TASK INSTRUCTIONS
Lines in the data below that contain the word "point" are to be copied.

____ PROVIDED MATERIAL

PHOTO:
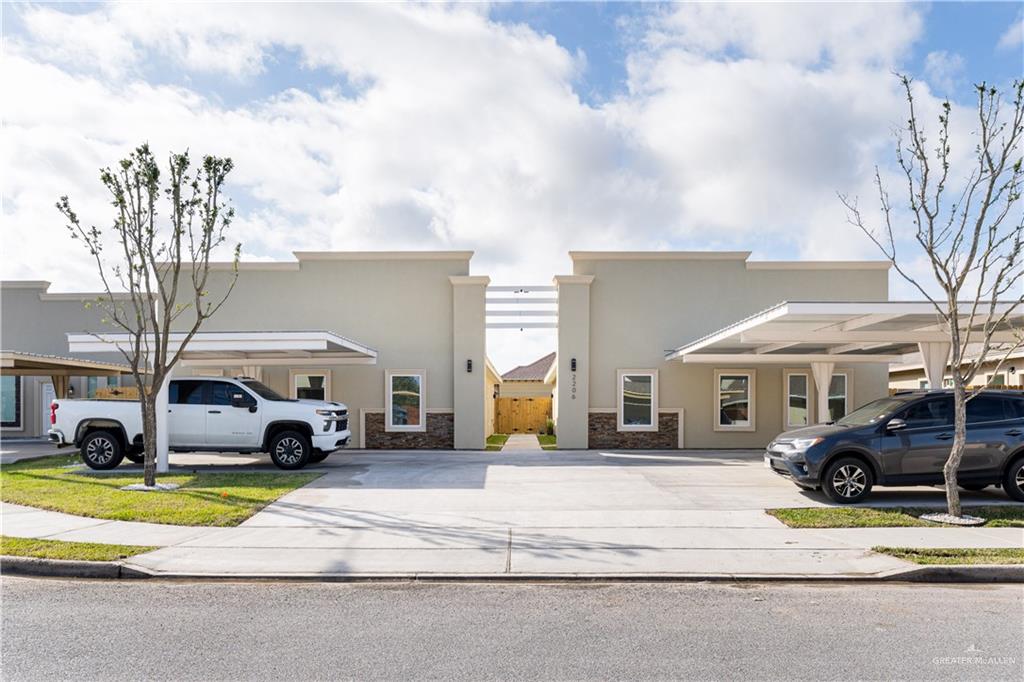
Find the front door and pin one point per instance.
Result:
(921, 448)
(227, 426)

________
____ PROVIDED MATERIAL

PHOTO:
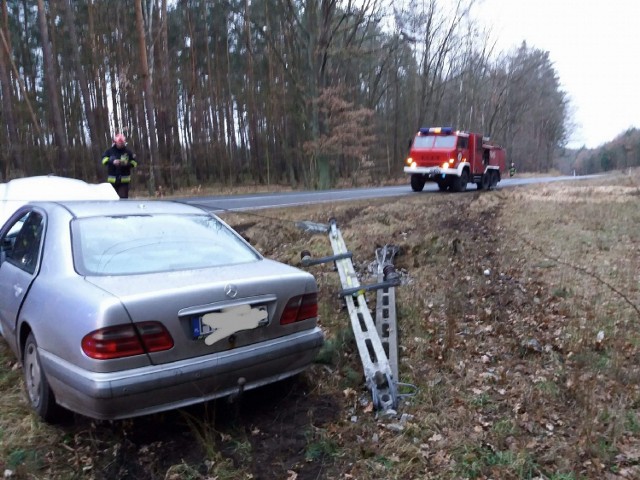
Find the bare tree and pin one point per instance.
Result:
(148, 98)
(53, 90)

________

FINISHED TASK
Find the front door and pin one point per instance.
Find the bare tree and pin one point per instance.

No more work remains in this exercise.